● Prompt:
Count the lines in the material below that contain the string "pine", treating uppercase and lowercase letters as different. Reply with the number alone.

● Records to process:
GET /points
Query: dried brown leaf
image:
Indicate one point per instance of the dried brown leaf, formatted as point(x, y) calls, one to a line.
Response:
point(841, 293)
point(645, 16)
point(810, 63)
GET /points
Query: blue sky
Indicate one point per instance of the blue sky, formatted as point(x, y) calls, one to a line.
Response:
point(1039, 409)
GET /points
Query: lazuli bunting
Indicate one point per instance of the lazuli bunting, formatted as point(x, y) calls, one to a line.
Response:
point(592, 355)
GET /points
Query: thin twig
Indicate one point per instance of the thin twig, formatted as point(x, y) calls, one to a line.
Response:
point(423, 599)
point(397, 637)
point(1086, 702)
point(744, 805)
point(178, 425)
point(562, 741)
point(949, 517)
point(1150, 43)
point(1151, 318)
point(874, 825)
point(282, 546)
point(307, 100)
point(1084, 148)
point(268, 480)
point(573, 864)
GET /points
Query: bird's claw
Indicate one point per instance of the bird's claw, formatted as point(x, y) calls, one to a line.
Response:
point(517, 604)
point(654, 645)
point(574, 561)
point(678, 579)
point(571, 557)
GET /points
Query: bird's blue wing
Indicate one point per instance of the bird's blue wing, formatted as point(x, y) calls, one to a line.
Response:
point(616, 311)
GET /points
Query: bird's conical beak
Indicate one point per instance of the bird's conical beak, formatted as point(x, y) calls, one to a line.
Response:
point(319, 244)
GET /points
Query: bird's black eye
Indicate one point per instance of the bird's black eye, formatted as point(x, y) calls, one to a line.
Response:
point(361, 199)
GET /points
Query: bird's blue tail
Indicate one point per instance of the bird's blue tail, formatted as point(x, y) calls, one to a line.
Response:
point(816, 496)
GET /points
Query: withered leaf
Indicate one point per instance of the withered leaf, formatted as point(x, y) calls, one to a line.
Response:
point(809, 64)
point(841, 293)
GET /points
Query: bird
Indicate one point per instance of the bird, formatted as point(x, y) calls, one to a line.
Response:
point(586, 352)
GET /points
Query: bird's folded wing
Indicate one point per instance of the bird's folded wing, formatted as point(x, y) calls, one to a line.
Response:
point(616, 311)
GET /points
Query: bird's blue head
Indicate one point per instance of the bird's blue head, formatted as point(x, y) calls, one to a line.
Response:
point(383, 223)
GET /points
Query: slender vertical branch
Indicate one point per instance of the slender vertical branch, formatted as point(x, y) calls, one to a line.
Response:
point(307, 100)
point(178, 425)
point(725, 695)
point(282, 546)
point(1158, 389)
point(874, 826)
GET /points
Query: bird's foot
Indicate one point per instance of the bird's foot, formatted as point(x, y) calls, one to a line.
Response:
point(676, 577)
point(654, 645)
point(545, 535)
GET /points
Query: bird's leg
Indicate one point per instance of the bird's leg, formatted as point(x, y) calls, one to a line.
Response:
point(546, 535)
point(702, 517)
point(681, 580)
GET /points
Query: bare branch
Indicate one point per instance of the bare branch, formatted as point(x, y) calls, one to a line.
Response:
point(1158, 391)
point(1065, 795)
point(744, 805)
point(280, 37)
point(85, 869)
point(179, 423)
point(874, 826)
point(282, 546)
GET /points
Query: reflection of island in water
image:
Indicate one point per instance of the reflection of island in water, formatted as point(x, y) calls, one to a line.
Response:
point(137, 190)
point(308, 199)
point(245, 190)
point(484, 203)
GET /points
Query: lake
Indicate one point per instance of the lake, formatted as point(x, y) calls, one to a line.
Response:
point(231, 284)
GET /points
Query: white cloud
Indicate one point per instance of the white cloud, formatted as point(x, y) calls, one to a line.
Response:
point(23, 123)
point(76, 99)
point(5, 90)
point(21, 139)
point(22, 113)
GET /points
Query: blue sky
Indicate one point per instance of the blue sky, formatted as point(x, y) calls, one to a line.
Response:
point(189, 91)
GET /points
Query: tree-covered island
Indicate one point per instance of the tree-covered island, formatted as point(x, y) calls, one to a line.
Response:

...

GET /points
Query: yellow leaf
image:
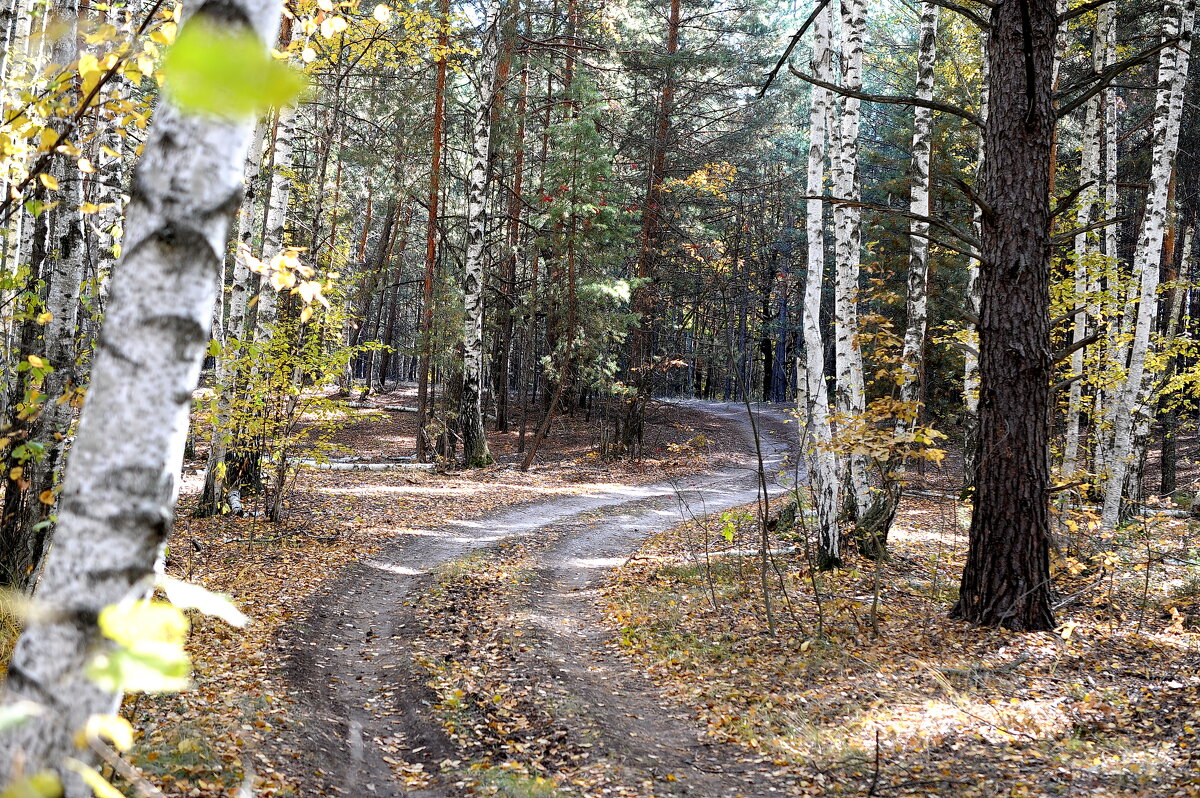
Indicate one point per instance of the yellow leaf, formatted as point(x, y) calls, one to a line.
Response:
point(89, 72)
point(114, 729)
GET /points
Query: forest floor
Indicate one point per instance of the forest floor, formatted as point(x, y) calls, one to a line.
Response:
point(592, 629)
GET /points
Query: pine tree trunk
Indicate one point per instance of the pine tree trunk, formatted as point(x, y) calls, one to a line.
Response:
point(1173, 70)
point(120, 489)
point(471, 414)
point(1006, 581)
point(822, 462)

==

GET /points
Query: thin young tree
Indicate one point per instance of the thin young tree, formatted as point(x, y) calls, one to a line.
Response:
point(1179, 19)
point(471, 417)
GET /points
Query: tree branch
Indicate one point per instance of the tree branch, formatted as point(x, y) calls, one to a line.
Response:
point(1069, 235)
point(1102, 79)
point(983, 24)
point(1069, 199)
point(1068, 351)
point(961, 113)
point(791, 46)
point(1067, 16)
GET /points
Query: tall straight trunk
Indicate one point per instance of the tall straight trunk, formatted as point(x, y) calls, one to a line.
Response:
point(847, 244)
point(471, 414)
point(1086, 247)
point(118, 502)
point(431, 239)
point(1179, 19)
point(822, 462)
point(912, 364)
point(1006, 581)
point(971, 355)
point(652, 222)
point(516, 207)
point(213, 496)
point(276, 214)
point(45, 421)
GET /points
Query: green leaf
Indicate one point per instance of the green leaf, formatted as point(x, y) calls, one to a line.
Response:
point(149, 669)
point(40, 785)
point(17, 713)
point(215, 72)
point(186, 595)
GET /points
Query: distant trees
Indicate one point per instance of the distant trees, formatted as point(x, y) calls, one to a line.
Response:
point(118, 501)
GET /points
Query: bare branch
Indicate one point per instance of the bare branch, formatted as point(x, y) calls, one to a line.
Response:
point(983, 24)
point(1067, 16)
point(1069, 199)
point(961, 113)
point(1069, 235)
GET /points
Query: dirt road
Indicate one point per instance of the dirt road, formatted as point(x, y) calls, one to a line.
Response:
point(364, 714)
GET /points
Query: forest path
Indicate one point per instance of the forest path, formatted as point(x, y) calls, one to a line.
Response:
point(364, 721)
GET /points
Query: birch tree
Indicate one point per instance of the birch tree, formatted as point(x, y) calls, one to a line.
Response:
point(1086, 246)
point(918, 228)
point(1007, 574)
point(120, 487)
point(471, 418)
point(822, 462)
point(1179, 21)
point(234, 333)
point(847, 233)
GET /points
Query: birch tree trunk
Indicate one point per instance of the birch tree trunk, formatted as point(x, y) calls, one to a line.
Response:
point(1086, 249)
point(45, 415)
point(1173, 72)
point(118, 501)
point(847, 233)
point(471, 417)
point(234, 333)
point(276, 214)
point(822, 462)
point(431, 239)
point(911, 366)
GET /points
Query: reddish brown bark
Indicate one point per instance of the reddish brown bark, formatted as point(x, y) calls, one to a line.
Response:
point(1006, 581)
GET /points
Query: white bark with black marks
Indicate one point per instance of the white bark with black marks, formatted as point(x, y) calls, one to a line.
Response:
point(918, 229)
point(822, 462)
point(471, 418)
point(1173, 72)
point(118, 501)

● Exercise output:
2